OPDRACHTEN:
1. Druk uit de tekst over het oude Tilburg letterlijk het deel af dat opent met de woorden waarin "Vroeger sprak men" staat en sluit met "op zien gaan.".
2. Geef het vervolg van de tekst over het oude Tilburg, te beginnen na de laatste zin.

GETOONDE TEKST:
Vroeger sprak men ook wel over de galg, die in Tilburg gestaan zou hebben op de hoek Emmastraat - Piusplein (bij Frans. Bergmans), dat daar toen Venschpadje of Kerkpad Heike genoemd werd. Of die galg ooit gebruikt is, weet ik niet, maar verhalen liepen er wel over. Over die Kerkpad Heike gingen ook dames en heren uit de betere stand toentertijd naar de halfnegen-mis. Naast de Hema van nu was vroeger een grote boerderij waar "Jaan" van den Broek woonde. Ook die ging op 't Heike ter kerk, maar niet gekleed zoals thans de boeren gaan, doch met een schoon wit sloofje aan. Menigmaal kon men de oude Kanters, die recht tegenover de ingang der kerk zijn slagerij had, op z'n sloffen met de slaapmuts op zien gaan.

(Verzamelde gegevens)
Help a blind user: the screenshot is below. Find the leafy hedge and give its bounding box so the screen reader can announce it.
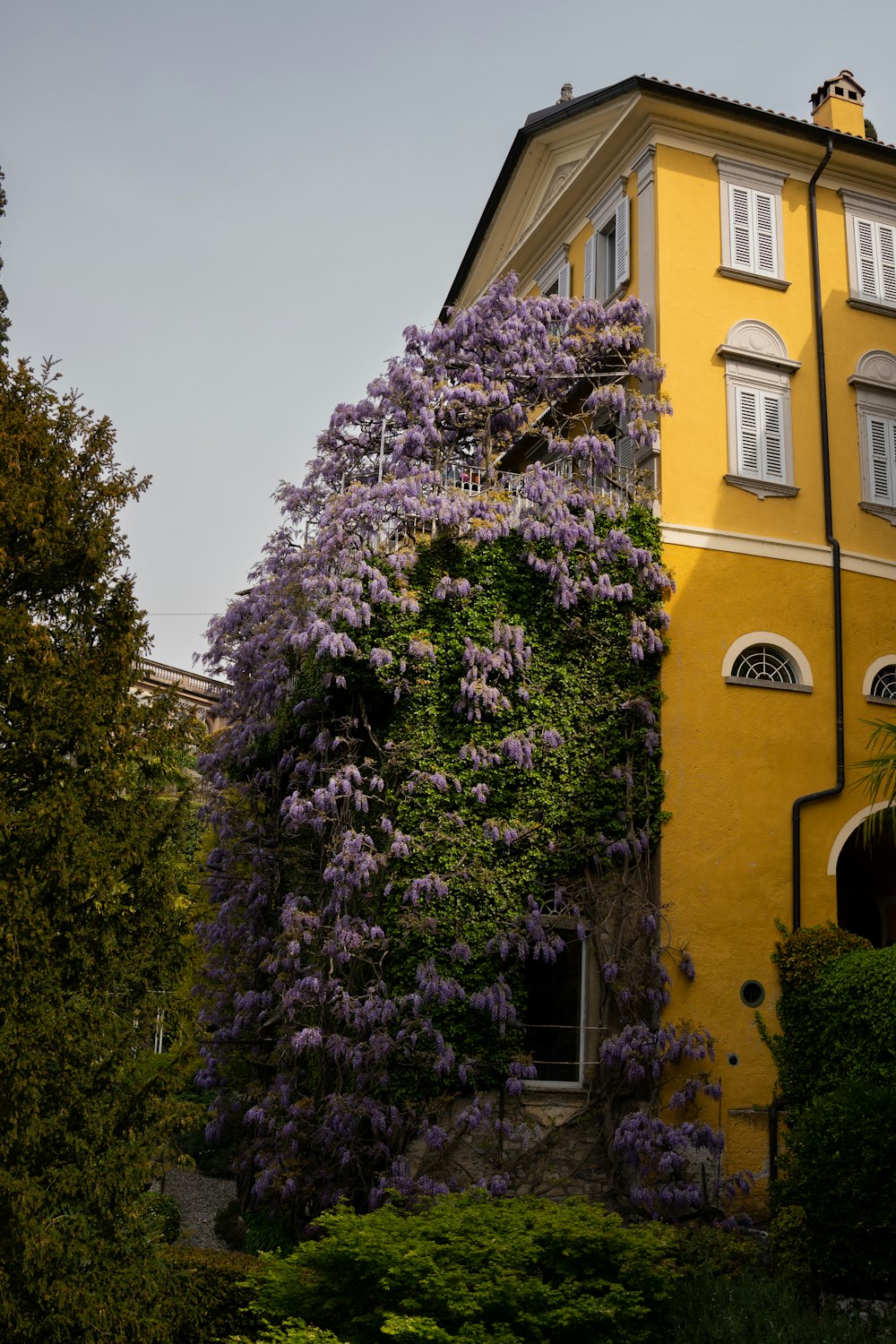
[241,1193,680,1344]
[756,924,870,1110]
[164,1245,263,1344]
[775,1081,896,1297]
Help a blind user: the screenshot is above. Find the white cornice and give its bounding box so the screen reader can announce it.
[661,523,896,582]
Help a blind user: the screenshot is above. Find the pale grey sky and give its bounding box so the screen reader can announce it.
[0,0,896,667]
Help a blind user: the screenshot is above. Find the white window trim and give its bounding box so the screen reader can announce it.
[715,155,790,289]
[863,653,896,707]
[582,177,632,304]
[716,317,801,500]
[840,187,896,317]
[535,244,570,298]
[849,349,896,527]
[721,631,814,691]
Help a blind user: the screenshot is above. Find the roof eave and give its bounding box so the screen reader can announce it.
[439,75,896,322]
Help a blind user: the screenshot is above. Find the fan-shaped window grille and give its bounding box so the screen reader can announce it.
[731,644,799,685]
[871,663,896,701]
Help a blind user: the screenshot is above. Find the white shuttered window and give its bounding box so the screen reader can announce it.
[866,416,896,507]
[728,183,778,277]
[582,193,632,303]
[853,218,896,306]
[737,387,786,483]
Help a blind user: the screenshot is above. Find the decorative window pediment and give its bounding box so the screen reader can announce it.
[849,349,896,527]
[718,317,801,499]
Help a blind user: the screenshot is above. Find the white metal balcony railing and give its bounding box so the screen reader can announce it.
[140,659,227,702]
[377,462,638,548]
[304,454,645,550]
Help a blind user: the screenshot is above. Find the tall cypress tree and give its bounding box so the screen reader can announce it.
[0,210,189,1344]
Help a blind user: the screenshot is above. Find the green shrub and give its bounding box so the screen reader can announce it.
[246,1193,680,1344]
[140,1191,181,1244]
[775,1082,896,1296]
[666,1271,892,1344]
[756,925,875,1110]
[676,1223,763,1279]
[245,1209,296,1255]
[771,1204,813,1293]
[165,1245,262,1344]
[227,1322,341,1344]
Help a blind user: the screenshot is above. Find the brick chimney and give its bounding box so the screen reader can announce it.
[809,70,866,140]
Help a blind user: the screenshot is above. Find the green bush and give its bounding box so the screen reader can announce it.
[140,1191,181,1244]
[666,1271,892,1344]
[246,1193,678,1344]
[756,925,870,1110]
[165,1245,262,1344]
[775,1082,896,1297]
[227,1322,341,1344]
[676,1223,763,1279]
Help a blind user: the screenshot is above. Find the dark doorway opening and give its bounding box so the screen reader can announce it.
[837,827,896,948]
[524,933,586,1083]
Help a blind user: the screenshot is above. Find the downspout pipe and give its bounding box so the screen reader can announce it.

ANTWOORDEN PER OPDRACHT:
1.
Vroeger sprak men ook wel over de galg, die in Tilburg gestaan zou hebben op de hoek Emmastraat - Piusplein (bij Frans. Bergmans), dat daar toen Venschpadje of Kerkpad Heike genoemd werd. Of die galg ooit gebruikt is, weet ik niet, maar verhalen liepen er wel over. Over die Kerkpad Heike gingen ook dames en heren uit de betere stand toentertijd naar de halfnegen-mis. Naast de Hema van nu was vroeger een grote boerderij waar "Jaan" van den Broek woonde. Ook die ging op 't Heike ter kerk, maar niet gekleed zoals thans de boeren gaan, doch met een schoon wit sloofje aan. Menigmaal kon men de oude Kanters, die recht tegenover de ingang der kerk zijn slagerij had, op z'n sloffen met de slaapmuts op zien gaan.

2.
Een grappenmaker

Achter het Moederhuis op de Oude Dijk stonden vroeger drie of vier grote woningen, waarin de oude Van den Hout een tapijtweverij had. Hij was een grappenmaker, die steeds iets origineels verzon en iemand voor de mal hield. Zo kreeg hij, naar 't gebruik dier dagen, 's wintersavonds wel eens bezoek ("buurt" noemde men dat vroeger). Dan maakte hij wel, dat de kachel helder licht uit 't pookgat liet schijnen, maar warm was 't niet, want hij had er een stukje brandende kaars ingezet.

Mijn bejaarde verteller ging volgenderwijs voort: In de Zwijsenstraat hoek Van Doorenstraat stond vroeger het "Kasteeltje van Heintje van Dooren". Dat was een hoog vierkant opgetrokken soort kasteel met vier schoorstenen en in het midden een klokkentorentje. Verder was het omgeven met een brede wouwer (brede sloot, soort gracht). Hierin is heel wat smokkelzout gestort door smokkelaars als kommiezen hen op de hielen zaten. Dat zout werd uit België gesmokkeld en verkocht aan zg. zoutleurders, die het zout weer aan boeren en particulieren verkochten voor de huisslachtingen. Want vroeger slachtte zowat iedereen, die het doen kon, in november tegen de feestdagen een varken. Men moest immers 'n stukske in de kuip hebben met de Kerst. Aan de voorkant van dit schoon huis was een brug met ijzeren staketsels en een fabrieksgebouw.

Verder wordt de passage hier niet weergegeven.